Ça, c’est la bonne nouvelle de l’étude. La mauvaise, c’est que l’industrie de la rénovation doit surmonter bien des problèmes. Parmi les risques identifiés, il y a la mauvaise qualité du travail, l’incapacité pour le propriétaire d’évaluer la qualité de la remise aux normes, le truquage des prix, des économies d’énergie qui ne sont pas au rendez-vous, etc. « C’est une industrie où la réglementation est insuffisante. C’est un peu l’anarchie », dit Michael Lio.

L’étude du CCC est la première du genre à examiner en détail l’industrie de la rénovation énergétique du point de vue des consommateurs. Ces derniers, confirme-t-elle, ont beaucoup de bonnes raisons de participer aux programmes offerts. En plus de permettre des économies d’énergie parfois substantielles, ces travaux peuvent augmenter le confort et la valeur d’une maison, tout en sensibilisant les gens aux gains écoénergétiques et en aidant le pays à atteindre ses cibles climatiques. « Nous voulions analyser cette industrie du point de vue du consommateur. S’il y a des problèmes, ceux-ci retombent sur les épaules du propriétaire, qui doit payer les pots cassés », dit M. Lio.

Savoir dans quoi on s’embarque

Peu de consommateurs sont conscients des risques associés à des travaux écoénergétiques, lit-on dans l’étude. « C’est comme demander aux gens s’ils sont satisfaits de leur opération chirurgicale. Ce qu’ils peuvent dire, c’est s’ils ont ressenti de la douleur ou non, dit Michael Lio. La plupart ignorent ce que ces travaux sont censés donner, techniquement parlant. Quand ça change quelque chose pour le mieux, ils ont du mal à estimer à quel point. »

La rénovation est la partie la moins règlementée de l’industrie de la construction. « Dans la plupart des provinces, les constructeurs de maisons neuves doivent avoir un permis et les procédures de plaintes sont bien établies. On ne peut pas en dire autant de la rénovation, dit M. Lio. Même quand ils découvrent un problème, les propriétaires ont peu de recours. Et les distributeurs d’énergie tiennent rarement une liste de tous les rénovateurs qualifiés pour ce genre de travaux écoénergétiques. »

Les recours sont également compliqués du fait que les problèmes surgissent parfois plusieurs années après les travaux.

Quand il s’agit de travaux d’étanchéité, il est parfois difficile de juger immédiatement si la ventilation est adéquate. Il peut s’écouler dix ans avant qu’un travail d’isolation mal fait engendre de la condensation et des moisissures. Parfois le délai est trop long avant que quelqu’un fasse le lien entre des maux de tête et un mauvais travail d’isolation. Comme c’est l’argent des contribuables qui est en jeu, la surveillance en matière de qualité devrait être assurée par les programmes plutôt que par les consommateurs. »

◆ Consignes
A) Résumez en deux phrases l'extrait sur la rénovation énergétique.
B) Reproduisez à l'identique le passage de l'extrait sur la rénovation énergétique qui va de « La rénovation est » jusqu'à « après les travaux. » inclus.
C) Dans l'extrait sur la rénovation énergétique, relevez tous les avantages des travaux que cite la phrase commençant par « En plus de permettre ».

◆ Données extraites
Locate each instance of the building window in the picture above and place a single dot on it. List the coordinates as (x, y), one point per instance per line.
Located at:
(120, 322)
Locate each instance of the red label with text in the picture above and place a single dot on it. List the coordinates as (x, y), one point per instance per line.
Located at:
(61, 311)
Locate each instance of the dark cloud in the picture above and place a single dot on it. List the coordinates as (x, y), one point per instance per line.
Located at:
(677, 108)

...

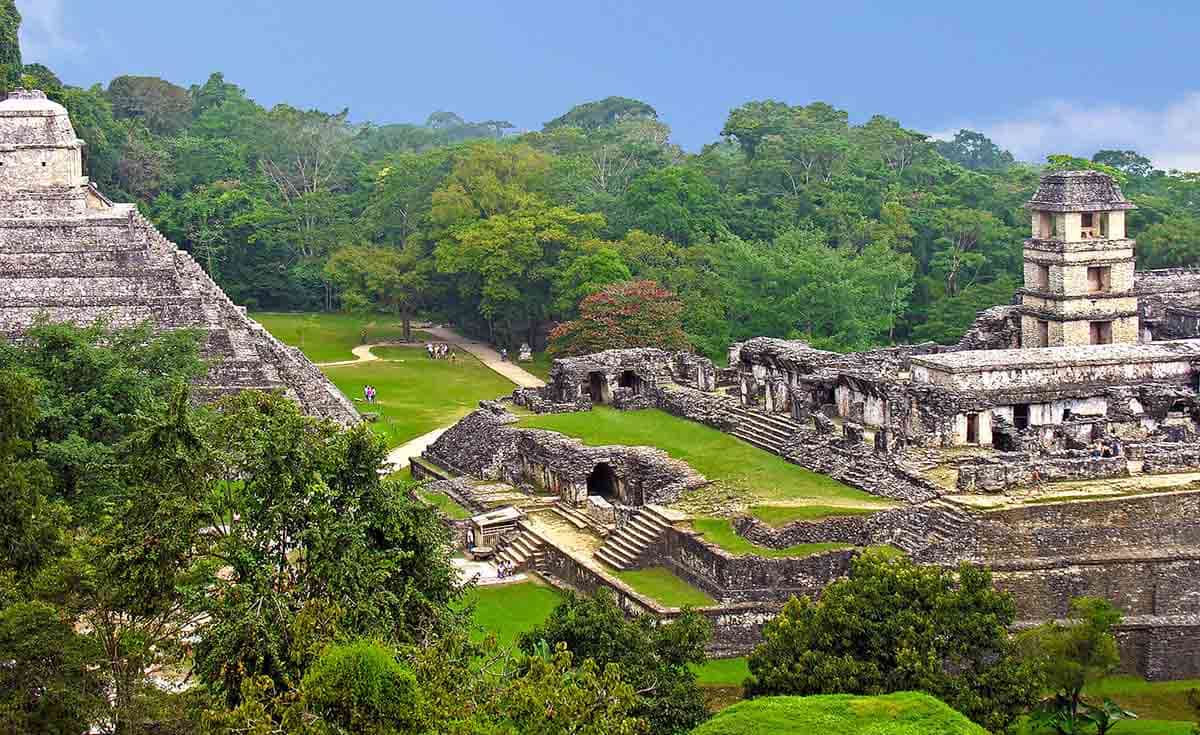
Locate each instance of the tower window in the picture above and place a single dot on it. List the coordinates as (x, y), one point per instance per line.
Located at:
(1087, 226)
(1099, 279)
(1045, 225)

◆ Réponses par consigne
A) Selon l'étude du CCC, les consommateurs ont de bonnes raisons de participer aux programmes de rénovation énergétique, mais cette industrie, peu réglementée, comporte des risques comme la mauvaise qualité du travail, le truquage des prix ou des économies d'énergie qui ne sont pas au rendez-vous. Peu conscients de ces risques, les propriétaires disposent de peu de recours, d'autant que les problèmes surgissent parfois plusieurs années après les travaux.

B)
La rénovation est la partie la moins règlementée de l’industrie de la construction. « Dans la plupart des provinces, les constructeurs de maisons neuves doivent avoir un permis et les procédures de plaintes sont bien établies. On ne peut pas en dire autant de la rénovation, dit M. Lio. Même quand ils découvrent un problème, les propriétaires ont peu de recours. Et les distributeurs d’énergie tiennent rarement une liste de tous les rénovateurs qualifiés pour ce genre de travaux écoénergétiques. »

Les recours sont également compliqués du fait que les problèmes surgissent parfois plusieurs années après les travaux.

C)
- des économies d'énergie parfois substantielles
- une augmentation du confort d'une maison
- une augmentation de la valeur d'une maison
- une sensibilisation des gens aux gains écoénergétiques
- une aide au pays pour atteindre ses cibles climatiques